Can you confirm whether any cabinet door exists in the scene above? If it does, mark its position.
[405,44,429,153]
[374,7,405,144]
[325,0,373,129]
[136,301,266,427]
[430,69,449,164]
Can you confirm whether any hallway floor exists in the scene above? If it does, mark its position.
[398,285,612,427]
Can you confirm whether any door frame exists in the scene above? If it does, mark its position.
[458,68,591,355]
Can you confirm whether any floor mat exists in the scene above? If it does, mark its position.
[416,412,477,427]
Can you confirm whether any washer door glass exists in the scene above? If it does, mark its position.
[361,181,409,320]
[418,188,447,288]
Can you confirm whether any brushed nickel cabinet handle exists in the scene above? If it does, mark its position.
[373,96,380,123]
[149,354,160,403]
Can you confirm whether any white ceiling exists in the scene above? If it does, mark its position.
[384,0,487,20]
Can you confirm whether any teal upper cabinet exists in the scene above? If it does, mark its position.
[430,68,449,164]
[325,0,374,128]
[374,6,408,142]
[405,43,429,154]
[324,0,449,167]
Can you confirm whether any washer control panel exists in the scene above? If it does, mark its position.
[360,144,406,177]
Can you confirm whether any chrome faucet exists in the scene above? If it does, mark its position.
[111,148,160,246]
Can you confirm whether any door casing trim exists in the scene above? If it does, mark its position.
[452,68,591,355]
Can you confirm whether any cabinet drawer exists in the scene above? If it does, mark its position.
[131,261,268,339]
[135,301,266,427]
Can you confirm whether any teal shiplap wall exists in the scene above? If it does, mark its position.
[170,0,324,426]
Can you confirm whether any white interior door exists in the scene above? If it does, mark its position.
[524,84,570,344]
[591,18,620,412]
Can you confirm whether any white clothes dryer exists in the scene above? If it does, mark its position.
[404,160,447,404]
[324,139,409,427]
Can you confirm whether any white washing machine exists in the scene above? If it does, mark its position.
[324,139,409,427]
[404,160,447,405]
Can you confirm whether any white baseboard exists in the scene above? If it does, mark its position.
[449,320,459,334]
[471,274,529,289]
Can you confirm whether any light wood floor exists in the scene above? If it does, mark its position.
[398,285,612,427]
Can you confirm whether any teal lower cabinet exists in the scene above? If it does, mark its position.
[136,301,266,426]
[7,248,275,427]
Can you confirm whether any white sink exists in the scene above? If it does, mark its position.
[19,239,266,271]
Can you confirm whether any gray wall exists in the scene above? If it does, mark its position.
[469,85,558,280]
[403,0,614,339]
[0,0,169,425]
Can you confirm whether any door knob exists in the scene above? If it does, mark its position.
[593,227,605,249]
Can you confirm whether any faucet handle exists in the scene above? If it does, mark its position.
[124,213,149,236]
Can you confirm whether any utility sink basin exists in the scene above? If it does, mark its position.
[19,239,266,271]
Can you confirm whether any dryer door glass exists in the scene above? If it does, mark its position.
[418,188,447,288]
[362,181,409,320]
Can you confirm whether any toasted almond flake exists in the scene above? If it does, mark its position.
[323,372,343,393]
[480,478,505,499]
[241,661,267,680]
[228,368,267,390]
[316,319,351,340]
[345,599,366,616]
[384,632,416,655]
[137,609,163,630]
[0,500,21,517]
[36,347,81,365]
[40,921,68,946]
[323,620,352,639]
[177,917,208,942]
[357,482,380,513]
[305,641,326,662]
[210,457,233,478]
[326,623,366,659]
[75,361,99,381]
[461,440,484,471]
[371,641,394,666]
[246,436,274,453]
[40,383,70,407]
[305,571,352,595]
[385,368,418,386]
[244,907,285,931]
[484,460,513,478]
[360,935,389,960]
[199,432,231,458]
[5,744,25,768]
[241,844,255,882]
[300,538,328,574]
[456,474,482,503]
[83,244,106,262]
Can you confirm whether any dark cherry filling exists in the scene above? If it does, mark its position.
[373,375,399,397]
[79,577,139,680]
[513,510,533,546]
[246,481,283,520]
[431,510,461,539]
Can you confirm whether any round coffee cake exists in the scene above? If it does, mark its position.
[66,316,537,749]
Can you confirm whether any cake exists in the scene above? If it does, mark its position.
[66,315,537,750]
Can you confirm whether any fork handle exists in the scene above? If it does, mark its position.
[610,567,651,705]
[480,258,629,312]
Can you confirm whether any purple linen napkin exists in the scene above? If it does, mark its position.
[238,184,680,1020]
★ ★ ★ ★ ★ ★ ★
What the task requires: Can you output the lines of the listing, from the line containing "Can you confirm whether any hallway" through the line containing "[458,68,591,355]" with both ends included, as a Markdown table with columns Row and Entry, numbering each row and omitting blank lines?

Completed task:
| Row | Entry |
|---|---|
| 1 | Can you confirm whether any hallway floor exists in the scene above? If it does, mark its position. |
| 2 | [398,285,612,427] |
| 3 | Can you confirm whether any door frame exists in the scene above? If it does, mark its position. |
| 4 | [458,68,591,355] |